Italophile


Latest posts by Italophile

Tomato Problems

Posted: 12/07/2013 at 09:02

A couple of things, bookmonster.

First, spraying against fungal problems has to be preventive - ie, spray before the fungal spores arrive. Once they're in situ, with symptoms showing, spraying is a waste of time. All you can do is remove the affected leaves to try to minimise the spores' spread.

Second, your spray recipe isn't going to help even if sprayed preventively. It's claimed by some that bicarb can alter the pH of the leaf surface to create an environment unsympathetic to fungal spores but the evidence is entirely anecdotal. There's no scientific evidence to support the claims.

About the only available* spray that has been proved scientifically to help against fungal problems - if sprayed preventively - is one of the copper sulphate products. They're organic and they used to be every tomato grower's best friend until concerns were raised about (a) copper being a metal capable of building up in the soil; and (b) its impact on foraging insect life.

*The very best spray against fungal problems is a chemical that, to my knowledge, isn't available to the domestic market in the UK. Unlike in the US where it's widely available and very widely used even by many organic growers such is the product's otherwise benign properties and qualities.

Unfortunately this site's photo software is playing up again so I can't get a good, close look at your plants. Any chance of some closer photos?

....

TASK DIRECTIONS:
Summarize the tomato problems post in two sentences.

....

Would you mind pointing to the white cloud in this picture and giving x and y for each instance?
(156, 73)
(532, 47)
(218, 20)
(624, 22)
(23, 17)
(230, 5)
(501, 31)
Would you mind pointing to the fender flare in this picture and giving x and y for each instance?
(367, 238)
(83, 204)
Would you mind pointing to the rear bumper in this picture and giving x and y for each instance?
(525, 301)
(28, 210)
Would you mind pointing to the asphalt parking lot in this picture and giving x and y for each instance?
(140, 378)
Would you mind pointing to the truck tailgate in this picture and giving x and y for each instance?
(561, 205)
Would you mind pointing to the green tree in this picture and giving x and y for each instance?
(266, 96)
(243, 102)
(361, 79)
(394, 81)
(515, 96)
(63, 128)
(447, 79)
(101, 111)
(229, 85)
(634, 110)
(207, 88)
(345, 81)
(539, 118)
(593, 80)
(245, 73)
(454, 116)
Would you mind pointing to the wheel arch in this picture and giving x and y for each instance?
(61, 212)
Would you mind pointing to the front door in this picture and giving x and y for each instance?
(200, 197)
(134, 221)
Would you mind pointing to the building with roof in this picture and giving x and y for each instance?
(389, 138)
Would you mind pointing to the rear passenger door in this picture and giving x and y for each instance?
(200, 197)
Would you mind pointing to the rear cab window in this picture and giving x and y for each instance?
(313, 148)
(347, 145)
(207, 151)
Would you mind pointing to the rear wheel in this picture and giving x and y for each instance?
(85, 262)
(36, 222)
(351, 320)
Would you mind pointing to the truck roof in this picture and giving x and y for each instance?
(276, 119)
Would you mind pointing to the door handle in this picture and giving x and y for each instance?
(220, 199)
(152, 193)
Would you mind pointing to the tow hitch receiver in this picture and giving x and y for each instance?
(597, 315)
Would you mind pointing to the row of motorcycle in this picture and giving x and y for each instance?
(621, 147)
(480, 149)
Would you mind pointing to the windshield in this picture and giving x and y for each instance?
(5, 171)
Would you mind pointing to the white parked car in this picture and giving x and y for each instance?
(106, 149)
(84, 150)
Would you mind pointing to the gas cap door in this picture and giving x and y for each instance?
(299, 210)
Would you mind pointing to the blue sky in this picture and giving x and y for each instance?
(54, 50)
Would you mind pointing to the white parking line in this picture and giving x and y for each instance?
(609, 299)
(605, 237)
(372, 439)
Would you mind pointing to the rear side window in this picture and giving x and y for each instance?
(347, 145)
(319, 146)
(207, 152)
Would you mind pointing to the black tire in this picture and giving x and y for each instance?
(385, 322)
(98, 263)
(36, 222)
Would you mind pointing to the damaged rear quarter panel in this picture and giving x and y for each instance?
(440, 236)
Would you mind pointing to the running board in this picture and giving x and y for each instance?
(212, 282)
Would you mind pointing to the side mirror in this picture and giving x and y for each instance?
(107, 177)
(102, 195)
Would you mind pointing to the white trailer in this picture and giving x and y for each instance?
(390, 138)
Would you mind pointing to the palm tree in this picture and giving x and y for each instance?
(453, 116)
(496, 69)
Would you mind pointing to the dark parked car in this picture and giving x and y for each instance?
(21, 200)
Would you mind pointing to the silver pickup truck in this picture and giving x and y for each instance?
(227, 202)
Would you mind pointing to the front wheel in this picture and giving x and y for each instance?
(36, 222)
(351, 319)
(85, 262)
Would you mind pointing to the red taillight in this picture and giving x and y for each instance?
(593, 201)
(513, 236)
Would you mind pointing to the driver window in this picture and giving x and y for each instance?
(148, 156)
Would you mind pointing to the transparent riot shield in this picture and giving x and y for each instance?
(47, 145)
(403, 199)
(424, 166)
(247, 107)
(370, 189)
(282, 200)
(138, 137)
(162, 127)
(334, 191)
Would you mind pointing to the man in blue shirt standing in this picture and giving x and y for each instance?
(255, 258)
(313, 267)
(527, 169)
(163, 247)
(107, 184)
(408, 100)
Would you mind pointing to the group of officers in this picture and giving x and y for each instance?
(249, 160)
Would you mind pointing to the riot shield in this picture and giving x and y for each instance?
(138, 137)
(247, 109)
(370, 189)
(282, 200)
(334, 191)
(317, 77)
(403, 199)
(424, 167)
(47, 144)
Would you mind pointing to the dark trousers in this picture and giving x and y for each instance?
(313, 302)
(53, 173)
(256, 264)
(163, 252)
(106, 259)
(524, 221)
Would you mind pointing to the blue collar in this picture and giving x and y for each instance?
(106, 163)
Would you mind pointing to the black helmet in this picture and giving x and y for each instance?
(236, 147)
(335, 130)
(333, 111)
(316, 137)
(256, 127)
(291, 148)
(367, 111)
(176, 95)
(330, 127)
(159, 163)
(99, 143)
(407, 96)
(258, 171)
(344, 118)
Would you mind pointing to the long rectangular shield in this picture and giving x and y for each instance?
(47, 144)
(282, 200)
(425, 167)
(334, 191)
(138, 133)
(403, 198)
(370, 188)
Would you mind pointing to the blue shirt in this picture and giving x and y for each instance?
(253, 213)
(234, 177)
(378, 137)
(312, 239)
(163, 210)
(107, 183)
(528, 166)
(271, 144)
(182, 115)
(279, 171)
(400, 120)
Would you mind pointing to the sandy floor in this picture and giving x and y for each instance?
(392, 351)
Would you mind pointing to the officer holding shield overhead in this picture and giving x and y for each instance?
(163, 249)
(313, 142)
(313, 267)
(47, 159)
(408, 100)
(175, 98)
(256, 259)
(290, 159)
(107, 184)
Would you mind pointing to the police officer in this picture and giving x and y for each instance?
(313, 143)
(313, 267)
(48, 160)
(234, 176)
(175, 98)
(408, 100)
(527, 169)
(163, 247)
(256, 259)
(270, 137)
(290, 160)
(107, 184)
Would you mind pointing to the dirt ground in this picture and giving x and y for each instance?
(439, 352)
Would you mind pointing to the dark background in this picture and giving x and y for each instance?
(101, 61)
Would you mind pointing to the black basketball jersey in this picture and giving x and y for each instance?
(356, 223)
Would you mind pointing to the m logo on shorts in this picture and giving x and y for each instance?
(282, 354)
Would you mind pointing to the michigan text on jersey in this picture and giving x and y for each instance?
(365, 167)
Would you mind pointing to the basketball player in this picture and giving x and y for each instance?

....

FINAL ANSWER:
Spraying against fungal problems works only preventively, before spores arrive; once symptoms show, the only option is removing affected leaves to limit spore spread, and bicarb sprays have only anecdotal support and no scientific evidence. About the only available spray proven to help when applied preventively is a copper sulphate product, though concerns have been raised about copper building up in the soil and its impact on foraging insects.